(EXCERPTED DATA begins)

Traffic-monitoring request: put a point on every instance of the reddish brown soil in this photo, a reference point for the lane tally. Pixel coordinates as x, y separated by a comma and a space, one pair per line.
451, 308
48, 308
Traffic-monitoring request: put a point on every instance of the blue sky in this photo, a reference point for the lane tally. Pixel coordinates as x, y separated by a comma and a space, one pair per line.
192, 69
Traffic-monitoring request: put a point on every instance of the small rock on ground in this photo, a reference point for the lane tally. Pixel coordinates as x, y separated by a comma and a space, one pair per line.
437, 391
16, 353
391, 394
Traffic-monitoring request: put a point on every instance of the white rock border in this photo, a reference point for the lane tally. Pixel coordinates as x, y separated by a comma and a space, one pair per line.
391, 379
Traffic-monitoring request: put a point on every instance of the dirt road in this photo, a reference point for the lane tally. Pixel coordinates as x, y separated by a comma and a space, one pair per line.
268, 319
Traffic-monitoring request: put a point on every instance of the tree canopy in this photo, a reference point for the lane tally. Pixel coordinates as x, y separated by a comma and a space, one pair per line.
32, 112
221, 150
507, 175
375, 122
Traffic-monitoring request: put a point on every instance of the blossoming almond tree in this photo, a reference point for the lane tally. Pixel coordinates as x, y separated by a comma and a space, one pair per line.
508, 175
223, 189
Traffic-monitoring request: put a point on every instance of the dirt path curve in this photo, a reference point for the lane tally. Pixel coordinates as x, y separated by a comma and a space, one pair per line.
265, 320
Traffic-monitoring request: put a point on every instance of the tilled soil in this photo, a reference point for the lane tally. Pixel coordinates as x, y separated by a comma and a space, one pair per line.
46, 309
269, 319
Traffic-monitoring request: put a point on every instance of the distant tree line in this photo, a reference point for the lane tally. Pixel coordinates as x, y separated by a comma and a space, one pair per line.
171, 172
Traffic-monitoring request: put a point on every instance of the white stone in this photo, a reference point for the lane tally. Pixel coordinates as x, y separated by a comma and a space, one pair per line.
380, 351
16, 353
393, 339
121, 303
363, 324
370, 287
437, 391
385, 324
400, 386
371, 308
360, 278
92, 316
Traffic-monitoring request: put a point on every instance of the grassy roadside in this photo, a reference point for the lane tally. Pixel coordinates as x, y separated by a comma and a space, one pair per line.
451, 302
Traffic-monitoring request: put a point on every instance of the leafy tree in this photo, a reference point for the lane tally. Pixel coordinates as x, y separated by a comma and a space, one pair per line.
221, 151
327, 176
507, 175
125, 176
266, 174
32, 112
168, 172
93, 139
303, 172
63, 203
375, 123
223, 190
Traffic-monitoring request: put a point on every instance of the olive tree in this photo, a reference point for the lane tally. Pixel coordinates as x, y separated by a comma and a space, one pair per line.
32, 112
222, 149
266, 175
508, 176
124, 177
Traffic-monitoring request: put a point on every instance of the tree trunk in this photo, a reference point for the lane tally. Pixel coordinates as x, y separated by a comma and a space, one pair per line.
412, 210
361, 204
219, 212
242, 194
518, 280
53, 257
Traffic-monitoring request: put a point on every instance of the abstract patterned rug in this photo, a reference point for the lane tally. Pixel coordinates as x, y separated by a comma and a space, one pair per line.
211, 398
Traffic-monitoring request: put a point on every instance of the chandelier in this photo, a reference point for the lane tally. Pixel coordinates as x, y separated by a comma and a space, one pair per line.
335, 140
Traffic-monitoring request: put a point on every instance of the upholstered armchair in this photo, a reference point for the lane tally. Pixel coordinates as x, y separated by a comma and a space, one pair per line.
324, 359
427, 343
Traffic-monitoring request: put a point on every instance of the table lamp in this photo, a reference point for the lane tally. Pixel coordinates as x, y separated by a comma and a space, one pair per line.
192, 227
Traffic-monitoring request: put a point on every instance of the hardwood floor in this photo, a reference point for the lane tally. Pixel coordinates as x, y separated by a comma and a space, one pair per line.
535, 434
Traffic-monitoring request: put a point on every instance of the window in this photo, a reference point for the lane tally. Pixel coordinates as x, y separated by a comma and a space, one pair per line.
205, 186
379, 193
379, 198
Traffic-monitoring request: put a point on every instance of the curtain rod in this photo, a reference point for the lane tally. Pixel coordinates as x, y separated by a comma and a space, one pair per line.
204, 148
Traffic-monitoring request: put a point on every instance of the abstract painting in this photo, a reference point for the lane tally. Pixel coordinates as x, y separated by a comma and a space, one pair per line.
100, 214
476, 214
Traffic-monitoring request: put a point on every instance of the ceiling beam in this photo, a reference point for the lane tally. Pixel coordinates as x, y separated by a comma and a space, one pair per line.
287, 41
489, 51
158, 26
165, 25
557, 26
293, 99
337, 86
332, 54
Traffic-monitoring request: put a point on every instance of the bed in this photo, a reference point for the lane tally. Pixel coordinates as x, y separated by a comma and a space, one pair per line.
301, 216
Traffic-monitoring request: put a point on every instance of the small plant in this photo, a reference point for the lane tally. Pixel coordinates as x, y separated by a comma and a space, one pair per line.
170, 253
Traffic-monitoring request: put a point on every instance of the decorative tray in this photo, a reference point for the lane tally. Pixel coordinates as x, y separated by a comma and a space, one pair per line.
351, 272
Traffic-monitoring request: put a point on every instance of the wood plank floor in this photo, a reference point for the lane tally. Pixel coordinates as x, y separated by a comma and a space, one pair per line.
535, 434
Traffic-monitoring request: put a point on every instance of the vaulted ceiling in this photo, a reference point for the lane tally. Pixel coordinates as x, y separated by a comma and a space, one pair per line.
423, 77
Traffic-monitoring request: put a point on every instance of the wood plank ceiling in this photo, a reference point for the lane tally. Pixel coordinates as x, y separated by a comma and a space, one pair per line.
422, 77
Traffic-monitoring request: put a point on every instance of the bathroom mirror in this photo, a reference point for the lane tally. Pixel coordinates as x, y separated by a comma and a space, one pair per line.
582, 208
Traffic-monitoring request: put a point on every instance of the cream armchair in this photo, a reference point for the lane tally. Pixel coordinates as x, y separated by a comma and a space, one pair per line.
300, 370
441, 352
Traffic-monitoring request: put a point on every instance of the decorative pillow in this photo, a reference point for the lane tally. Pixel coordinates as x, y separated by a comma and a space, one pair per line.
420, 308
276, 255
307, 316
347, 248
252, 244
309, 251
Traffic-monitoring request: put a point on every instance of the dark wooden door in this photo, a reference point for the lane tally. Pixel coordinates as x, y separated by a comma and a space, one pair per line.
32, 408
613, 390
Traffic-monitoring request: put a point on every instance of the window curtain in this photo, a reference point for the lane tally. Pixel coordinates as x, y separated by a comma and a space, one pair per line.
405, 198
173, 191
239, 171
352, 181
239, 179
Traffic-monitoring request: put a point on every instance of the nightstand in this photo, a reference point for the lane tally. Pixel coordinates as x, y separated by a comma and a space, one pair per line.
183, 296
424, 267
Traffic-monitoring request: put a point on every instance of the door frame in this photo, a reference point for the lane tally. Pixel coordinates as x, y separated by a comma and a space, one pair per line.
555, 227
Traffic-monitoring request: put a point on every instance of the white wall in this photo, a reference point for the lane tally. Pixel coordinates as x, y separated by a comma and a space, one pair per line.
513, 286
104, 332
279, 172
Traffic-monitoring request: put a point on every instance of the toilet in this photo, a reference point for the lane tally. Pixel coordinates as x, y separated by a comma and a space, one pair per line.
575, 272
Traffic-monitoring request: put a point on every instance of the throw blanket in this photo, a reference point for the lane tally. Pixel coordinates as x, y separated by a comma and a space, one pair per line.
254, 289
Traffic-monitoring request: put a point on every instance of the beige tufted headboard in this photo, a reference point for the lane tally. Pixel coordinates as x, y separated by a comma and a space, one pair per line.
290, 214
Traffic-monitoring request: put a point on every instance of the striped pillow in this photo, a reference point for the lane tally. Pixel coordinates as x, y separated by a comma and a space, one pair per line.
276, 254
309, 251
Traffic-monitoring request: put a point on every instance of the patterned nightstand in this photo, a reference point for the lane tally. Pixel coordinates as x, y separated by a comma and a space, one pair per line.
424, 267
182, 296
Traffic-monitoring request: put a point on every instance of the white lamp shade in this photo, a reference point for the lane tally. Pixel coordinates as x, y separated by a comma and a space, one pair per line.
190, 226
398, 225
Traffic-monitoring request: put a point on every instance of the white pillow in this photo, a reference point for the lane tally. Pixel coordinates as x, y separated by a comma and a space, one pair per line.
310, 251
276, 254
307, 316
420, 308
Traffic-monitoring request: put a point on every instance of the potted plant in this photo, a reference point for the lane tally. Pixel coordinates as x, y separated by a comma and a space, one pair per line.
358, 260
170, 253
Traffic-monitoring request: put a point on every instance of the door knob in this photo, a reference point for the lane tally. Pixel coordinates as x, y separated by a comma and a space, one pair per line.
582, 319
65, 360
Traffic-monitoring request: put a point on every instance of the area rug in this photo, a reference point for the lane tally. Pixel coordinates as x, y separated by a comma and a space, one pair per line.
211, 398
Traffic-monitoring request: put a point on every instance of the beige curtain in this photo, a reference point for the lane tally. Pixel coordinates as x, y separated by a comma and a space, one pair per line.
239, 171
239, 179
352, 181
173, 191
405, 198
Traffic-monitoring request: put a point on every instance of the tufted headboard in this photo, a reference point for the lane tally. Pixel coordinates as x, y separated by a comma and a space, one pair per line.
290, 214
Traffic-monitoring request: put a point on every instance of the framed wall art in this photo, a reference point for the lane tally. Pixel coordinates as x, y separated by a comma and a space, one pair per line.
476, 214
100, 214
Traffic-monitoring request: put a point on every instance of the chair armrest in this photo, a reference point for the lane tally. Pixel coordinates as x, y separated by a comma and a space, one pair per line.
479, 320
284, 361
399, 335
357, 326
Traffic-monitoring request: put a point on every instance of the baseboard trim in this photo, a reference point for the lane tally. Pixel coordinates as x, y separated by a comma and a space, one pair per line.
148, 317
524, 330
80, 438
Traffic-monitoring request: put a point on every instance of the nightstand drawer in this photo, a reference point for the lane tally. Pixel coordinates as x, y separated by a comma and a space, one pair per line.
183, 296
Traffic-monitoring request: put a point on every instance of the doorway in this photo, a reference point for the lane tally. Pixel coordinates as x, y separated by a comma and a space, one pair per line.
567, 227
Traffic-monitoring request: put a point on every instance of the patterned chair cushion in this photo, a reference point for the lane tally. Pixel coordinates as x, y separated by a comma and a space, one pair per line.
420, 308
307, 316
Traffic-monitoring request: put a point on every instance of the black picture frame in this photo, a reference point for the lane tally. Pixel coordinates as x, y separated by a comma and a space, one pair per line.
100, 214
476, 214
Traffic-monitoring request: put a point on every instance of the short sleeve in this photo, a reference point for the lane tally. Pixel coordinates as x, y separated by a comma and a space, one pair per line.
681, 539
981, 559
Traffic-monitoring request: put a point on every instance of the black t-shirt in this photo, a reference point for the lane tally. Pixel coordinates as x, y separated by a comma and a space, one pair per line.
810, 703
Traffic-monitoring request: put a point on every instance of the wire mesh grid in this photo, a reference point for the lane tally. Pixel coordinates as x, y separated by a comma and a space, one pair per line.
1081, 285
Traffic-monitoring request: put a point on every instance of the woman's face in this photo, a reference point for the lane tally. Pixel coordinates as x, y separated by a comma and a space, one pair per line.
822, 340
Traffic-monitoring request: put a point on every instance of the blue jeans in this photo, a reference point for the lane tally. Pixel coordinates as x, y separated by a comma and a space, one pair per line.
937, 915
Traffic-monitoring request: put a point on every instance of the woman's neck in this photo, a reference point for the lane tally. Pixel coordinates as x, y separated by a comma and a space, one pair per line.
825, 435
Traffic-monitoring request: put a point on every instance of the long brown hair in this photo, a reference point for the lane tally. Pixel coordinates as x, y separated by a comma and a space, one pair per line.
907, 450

(EXCERPTED DATA ends)

Give again the lines from the line holding "the blue jeans" through the close of the listing, both included, exactly as written and with nothing else.

Traffic-monitoring request: put a point on every instance of the blue jeans in this photo, a reference point for the lane tally. Pixel coordinates as x, y separated by a comma and a space, one pair per line.
937, 915
Traffic-monitoring request: put a point on every instance of the woman's neck in this photo, a reference point for the lane tally. Pixel coordinates as x, y separated by a comma and a space, one pair per line.
825, 435
Traffic-monitoring request: put a point on every instance of the long brown hair in this photo, a reference point for the lane tally. Pixel coordinates as x, y separated by a comma and a space, one pair per line.
907, 450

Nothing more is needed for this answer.